◆ **Exercise instructions**:
Output each record below exactly, and include all of them.
*** Information given ***
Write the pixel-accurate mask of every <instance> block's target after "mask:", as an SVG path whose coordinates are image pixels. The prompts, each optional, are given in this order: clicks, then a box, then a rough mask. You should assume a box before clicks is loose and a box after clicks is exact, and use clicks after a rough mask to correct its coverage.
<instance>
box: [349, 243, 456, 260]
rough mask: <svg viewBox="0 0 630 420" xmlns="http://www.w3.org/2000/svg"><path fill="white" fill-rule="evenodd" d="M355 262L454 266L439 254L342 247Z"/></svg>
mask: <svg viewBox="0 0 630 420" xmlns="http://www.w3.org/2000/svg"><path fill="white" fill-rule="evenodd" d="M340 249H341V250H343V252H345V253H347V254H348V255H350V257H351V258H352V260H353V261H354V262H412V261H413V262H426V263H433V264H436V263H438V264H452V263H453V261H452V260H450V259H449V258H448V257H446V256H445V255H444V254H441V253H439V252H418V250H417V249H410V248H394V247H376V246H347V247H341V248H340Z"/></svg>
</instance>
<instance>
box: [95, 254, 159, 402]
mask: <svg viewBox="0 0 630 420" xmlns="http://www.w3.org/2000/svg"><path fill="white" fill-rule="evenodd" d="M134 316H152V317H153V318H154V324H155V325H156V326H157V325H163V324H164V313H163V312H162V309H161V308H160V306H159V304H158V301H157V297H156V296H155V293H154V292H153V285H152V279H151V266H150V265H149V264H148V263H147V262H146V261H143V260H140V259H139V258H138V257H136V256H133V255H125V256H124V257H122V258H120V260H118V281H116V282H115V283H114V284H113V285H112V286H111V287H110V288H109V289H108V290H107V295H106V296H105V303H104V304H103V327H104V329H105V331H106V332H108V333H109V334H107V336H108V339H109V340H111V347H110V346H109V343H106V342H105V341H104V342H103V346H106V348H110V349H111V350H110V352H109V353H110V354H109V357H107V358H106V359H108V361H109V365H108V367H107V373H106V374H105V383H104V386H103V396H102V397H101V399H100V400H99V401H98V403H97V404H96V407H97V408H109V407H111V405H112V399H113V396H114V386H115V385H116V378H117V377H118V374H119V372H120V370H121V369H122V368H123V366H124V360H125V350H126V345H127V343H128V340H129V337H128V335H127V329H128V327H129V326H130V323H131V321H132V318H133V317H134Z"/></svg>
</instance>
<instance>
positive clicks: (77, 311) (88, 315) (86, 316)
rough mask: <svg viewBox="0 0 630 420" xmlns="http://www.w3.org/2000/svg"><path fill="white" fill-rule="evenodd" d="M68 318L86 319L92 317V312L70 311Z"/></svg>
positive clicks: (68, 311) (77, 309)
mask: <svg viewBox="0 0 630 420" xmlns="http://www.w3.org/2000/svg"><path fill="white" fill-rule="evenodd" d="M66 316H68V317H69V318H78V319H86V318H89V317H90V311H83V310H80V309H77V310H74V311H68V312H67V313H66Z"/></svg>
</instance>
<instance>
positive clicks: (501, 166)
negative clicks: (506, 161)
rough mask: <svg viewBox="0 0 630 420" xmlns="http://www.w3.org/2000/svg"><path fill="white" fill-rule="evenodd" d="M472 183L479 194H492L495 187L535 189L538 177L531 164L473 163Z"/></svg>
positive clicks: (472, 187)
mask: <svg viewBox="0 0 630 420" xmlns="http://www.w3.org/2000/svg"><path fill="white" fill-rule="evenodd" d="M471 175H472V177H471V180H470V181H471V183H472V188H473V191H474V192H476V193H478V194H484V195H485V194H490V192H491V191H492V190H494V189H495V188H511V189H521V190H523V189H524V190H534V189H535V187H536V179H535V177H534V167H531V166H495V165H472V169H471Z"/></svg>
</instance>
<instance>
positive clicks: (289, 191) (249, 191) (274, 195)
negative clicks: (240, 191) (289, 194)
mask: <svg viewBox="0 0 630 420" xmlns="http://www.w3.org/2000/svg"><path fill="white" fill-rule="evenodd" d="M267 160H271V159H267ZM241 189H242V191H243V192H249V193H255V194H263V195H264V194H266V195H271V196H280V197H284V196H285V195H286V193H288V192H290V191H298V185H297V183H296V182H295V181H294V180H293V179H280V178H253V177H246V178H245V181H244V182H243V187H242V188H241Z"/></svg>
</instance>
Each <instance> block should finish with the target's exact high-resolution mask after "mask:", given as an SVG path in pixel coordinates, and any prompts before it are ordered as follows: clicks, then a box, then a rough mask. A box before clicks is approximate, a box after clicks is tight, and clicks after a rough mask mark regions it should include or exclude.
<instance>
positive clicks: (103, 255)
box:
*** End of Information given ***
◆ **Answer to this problem**:
Write the pixel-accurate mask of every <instance> block's target after "mask:", as an SVG path whose coordinates are image pixels. The prompts, each optional, are given in this order: clicks, then a box, then a rough mask. You should assume a box before clicks is loose and a box after clicks is exact, and use clicks after a rough mask to correct its coverage.
<instance>
box: [349, 243, 456, 260]
rough mask: <svg viewBox="0 0 630 420" xmlns="http://www.w3.org/2000/svg"><path fill="white" fill-rule="evenodd" d="M355 262L454 266L439 254L342 247Z"/></svg>
mask: <svg viewBox="0 0 630 420" xmlns="http://www.w3.org/2000/svg"><path fill="white" fill-rule="evenodd" d="M340 249H341V250H343V252H345V253H347V254H348V255H350V257H351V258H352V260H353V261H354V262H412V261H413V262H426V263H433V264H436V263H438V264H452V263H453V261H452V260H450V259H449V258H448V257H446V256H445V255H444V254H441V253H439V252H418V250H417V249H410V248H394V247H376V246H347V247H341V248H340Z"/></svg>
</instance>
<instance>
box: [95, 254, 159, 402]
mask: <svg viewBox="0 0 630 420" xmlns="http://www.w3.org/2000/svg"><path fill="white" fill-rule="evenodd" d="M134 316H152V317H153V318H154V324H155V325H156V326H157V325H163V324H164V313H163V312H162V309H161V308H160V306H159V304H158V301H157V297H156V296H155V293H154V292H153V285H152V279H151V266H150V265H149V264H148V263H147V262H146V261H143V260H140V259H139V258H138V257H136V256H133V255H125V256H124V257H122V258H120V260H118V281H116V282H115V283H114V284H113V285H112V286H111V287H110V288H109V289H108V290H107V295H106V296H105V303H104V304H103V327H104V329H105V331H106V332H108V333H109V334H107V336H108V339H109V340H111V347H110V346H109V343H106V342H105V341H104V342H103V346H106V348H110V349H111V350H110V352H109V353H110V354H109V357H107V358H106V359H108V361H109V365H108V367H107V373H106V374H105V383H104V386H103V396H102V397H101V399H100V400H99V401H98V403H97V404H96V407H97V408H109V407H111V405H112V399H113V396H114V386H115V385H116V378H117V377H118V374H119V372H120V370H121V369H122V368H123V366H124V360H125V350H126V345H127V343H128V340H129V337H128V335H127V329H128V327H129V326H130V323H131V321H132V318H133V317H134Z"/></svg>
</instance>
<instance>
positive clicks: (77, 311) (88, 315) (86, 316)
rough mask: <svg viewBox="0 0 630 420" xmlns="http://www.w3.org/2000/svg"><path fill="white" fill-rule="evenodd" d="M68 318L86 319L92 317V312L70 311Z"/></svg>
positive clicks: (68, 311) (77, 309)
mask: <svg viewBox="0 0 630 420" xmlns="http://www.w3.org/2000/svg"><path fill="white" fill-rule="evenodd" d="M66 316H68V317H69V318H78V319H86V318H89V317H90V311H83V310H80V309H77V310H74V311H68V312H67V313H66Z"/></svg>
</instance>
<instance>
positive clicks: (501, 166)
negative clicks: (506, 161)
rough mask: <svg viewBox="0 0 630 420" xmlns="http://www.w3.org/2000/svg"><path fill="white" fill-rule="evenodd" d="M472 183L479 194H492L495 187L535 189L538 177L531 164L473 163Z"/></svg>
positive clicks: (472, 187)
mask: <svg viewBox="0 0 630 420" xmlns="http://www.w3.org/2000/svg"><path fill="white" fill-rule="evenodd" d="M471 175H472V177H471V180H470V181H471V183H472V188H473V191H474V192H476V193H478V194H484V195H485V194H490V192H491V191H492V190H494V189H495V188H511V189H521V190H523V189H524V190H534V189H535V187H536V179H535V177H534V167H531V166H495V165H472V169H471Z"/></svg>
</instance>
<instance>
positive clicks: (289, 191) (249, 191) (274, 195)
negative clicks: (240, 191) (289, 194)
mask: <svg viewBox="0 0 630 420" xmlns="http://www.w3.org/2000/svg"><path fill="white" fill-rule="evenodd" d="M267 160H271V159H267ZM241 189H242V191H243V192H249V193H255V194H263V195H264V194H266V195H271V196H280V197H284V196H285V195H286V193H288V192H290V191H298V185H297V183H296V182H295V181H294V180H293V179H280V178H253V177H246V178H245V181H244V182H243V187H242V188H241Z"/></svg>
</instance>
Each <instance> block should finish with the target's exact high-resolution mask after "mask:", given as an SVG path in pixel coordinates, and any prompts before it are ordered as follows: clicks, then a box, then a rough mask. A box before clicks is approximate, a box after clicks is tight, and clicks after a rough mask mark regions it should include or exclude.
<instance>
positive clicks: (103, 255)
box:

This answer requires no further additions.